» EXERCISE REQUIREMENTS
Your output should be one number, which is how many lines in the material contain "woman".

» DATA TO PROCESS
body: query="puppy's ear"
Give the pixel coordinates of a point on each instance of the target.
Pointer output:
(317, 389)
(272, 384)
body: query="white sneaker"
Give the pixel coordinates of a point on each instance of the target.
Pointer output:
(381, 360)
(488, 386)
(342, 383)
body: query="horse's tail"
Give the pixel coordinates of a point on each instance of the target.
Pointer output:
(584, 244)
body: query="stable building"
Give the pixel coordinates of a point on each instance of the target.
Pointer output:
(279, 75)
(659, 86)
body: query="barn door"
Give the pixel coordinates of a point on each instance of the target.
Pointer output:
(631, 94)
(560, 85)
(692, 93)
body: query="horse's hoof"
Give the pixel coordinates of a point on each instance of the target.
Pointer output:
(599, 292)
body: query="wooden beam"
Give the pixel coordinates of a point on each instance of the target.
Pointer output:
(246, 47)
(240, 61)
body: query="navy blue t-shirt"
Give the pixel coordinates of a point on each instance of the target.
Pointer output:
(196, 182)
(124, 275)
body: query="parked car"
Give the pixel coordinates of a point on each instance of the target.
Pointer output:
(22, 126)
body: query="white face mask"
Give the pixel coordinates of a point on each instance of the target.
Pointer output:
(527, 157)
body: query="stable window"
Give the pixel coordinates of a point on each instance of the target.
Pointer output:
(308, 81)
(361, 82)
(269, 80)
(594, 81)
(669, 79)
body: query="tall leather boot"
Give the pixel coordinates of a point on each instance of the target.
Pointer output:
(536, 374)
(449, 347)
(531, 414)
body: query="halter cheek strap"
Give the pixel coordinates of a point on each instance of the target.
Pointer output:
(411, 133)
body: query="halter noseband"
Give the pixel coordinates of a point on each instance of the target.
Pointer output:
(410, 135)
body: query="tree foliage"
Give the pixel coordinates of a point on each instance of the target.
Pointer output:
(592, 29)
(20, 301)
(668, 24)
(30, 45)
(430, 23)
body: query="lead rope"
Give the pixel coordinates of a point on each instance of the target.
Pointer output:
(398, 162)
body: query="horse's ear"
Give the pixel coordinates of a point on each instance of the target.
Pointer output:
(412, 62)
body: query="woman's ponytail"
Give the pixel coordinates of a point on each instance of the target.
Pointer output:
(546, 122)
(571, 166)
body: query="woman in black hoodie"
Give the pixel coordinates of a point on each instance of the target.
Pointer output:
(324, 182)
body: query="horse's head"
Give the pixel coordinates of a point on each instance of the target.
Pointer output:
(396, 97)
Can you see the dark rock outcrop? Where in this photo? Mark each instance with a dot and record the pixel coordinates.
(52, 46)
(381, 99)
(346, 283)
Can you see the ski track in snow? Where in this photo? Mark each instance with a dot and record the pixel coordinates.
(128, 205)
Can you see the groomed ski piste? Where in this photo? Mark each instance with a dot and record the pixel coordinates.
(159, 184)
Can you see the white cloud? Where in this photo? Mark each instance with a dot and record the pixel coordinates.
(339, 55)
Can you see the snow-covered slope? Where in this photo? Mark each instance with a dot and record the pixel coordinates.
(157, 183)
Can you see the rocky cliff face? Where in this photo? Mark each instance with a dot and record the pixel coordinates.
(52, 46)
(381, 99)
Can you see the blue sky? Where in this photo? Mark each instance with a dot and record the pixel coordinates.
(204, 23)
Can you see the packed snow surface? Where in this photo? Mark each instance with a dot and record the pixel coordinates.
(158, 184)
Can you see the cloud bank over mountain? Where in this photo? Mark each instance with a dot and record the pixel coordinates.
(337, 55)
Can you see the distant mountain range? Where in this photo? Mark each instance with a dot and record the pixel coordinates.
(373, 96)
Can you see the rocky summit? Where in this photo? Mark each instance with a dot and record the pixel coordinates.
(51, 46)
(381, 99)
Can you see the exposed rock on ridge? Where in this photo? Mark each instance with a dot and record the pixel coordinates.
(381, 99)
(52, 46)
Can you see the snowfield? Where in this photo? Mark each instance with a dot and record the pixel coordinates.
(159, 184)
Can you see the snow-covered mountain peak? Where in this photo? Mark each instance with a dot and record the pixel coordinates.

» EXERCISE RESULT
2